Each line from the one that contains "Reviewer note: check that every instance of the corinthians" to the end of the material must be quoted exactly; include both end lines and nothing else.
____________
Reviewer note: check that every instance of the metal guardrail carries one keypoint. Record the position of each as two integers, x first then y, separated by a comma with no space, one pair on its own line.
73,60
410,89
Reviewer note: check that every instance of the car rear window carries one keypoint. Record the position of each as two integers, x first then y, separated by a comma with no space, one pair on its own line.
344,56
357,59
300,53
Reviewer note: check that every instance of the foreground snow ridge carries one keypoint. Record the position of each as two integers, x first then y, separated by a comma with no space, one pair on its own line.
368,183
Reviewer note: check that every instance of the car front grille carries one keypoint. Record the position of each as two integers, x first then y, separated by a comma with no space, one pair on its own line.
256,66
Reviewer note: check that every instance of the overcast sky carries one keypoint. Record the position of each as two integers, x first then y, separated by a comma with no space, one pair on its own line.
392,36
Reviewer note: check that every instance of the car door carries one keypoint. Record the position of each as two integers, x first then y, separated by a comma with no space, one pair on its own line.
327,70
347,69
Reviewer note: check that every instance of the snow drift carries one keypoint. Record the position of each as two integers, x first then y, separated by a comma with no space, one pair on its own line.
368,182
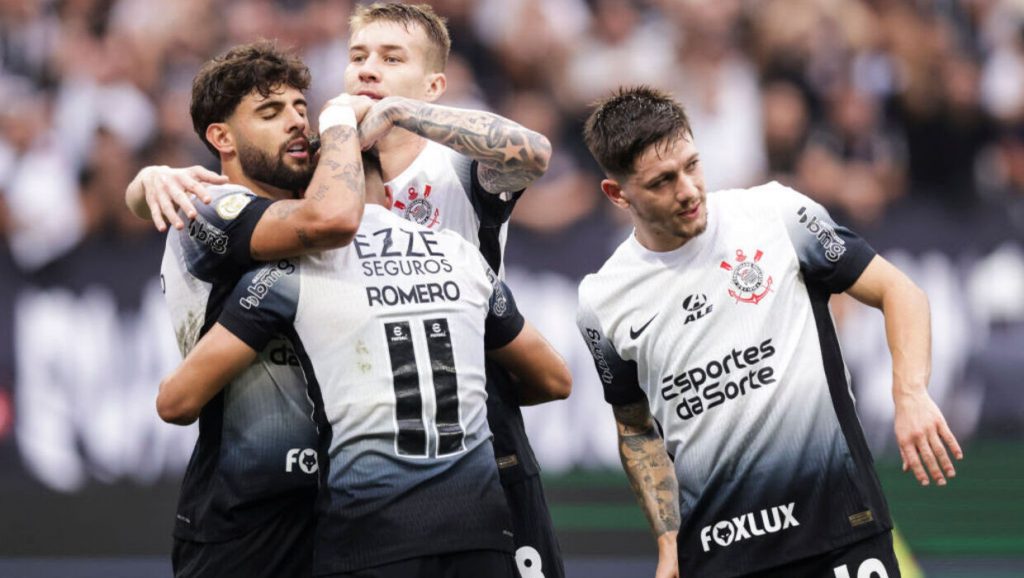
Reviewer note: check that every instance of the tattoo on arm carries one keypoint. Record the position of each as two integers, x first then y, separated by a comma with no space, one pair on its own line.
510,156
646,463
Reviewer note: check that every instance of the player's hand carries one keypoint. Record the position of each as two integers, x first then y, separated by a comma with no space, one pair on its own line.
168,190
924,439
379,121
668,559
359,105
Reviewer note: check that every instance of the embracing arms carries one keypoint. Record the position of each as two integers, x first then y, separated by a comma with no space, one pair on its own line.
509,156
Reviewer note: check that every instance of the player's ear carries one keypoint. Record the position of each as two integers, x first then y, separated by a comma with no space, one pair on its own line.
613,192
436,85
219,135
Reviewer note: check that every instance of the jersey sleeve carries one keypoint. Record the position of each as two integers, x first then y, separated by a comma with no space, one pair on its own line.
619,377
504,320
221,233
828,253
263,303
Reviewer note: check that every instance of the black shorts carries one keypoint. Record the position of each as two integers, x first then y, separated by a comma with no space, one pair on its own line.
872,558
538,554
282,547
472,564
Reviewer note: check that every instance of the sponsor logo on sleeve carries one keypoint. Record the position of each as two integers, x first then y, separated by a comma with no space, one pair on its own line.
825,234
203,233
264,280
230,206
750,282
747,526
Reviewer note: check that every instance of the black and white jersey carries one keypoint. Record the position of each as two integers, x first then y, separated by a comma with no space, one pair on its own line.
255,452
439,190
391,331
730,341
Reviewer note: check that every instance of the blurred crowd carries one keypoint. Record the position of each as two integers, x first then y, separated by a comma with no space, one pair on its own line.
860,104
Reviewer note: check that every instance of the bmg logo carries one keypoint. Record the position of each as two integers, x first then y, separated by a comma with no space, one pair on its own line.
305,458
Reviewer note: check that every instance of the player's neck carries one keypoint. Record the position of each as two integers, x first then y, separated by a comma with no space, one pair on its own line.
238,176
397,151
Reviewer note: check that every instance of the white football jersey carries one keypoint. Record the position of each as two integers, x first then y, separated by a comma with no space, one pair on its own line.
730,341
439,191
391,331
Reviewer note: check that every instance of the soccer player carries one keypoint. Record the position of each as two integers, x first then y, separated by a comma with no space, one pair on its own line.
391,333
448,169
247,498
712,321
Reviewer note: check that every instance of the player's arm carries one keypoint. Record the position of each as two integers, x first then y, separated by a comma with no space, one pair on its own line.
541,373
218,358
158,193
509,156
652,477
921,429
329,213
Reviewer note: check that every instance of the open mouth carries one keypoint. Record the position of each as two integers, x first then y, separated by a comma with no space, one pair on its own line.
298,149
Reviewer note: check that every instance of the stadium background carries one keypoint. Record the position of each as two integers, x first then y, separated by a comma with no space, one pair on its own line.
904,118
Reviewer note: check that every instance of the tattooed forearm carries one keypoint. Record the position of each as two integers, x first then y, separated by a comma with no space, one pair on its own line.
510,156
647,466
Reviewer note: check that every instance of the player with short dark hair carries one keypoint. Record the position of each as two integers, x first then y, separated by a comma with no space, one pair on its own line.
448,168
712,321
391,333
247,498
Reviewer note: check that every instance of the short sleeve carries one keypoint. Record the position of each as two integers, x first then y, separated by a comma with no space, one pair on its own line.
494,209
619,377
829,254
220,236
504,321
263,303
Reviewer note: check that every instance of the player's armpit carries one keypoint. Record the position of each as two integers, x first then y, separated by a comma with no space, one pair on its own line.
541,373
647,466
218,358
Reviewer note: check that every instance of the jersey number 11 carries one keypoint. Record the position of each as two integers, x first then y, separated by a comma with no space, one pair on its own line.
412,436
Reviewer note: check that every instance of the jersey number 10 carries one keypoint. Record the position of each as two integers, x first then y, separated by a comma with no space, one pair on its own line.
413,436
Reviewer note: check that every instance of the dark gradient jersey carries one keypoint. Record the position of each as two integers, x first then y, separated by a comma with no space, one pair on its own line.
391,331
255,452
440,191
730,340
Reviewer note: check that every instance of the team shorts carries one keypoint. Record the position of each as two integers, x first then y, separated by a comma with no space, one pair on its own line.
872,558
538,553
282,546
471,564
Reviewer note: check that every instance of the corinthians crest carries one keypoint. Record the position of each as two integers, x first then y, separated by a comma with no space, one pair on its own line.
748,278
419,208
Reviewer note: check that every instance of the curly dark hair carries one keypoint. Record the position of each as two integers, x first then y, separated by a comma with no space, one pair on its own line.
624,125
224,81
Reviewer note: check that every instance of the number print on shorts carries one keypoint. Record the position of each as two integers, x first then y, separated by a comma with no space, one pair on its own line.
870,568
527,560
412,439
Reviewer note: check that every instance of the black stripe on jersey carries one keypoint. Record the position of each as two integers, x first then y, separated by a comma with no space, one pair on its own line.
____________
#### EXPECTED ANSWER:
Reviewer note: check that every instance of the corinthians crest carries one keypoint. Record the position of each as two integers, x first then y, separated by a comma with no space, one pair on its own line.
748,278
419,208
Reviewer note: check that every instance of the curly dark hair carries one keypoint. Record the position of each as two integers, x first then y, separated by a comma with no space, one pair on its own line.
624,125
224,81
Reviewer note: check that every instance of the number print on shorts carries one keypoint. Record the position of each as two integers, x first then y, separated by a comma with no space, one pair on its own line.
870,568
527,560
412,439
Reviewer note: check that every instance of the black stripe on jersey carries one keypoint. Record the position of each as two integers, x first then y, separated by a comma with no space, one pair on its own line.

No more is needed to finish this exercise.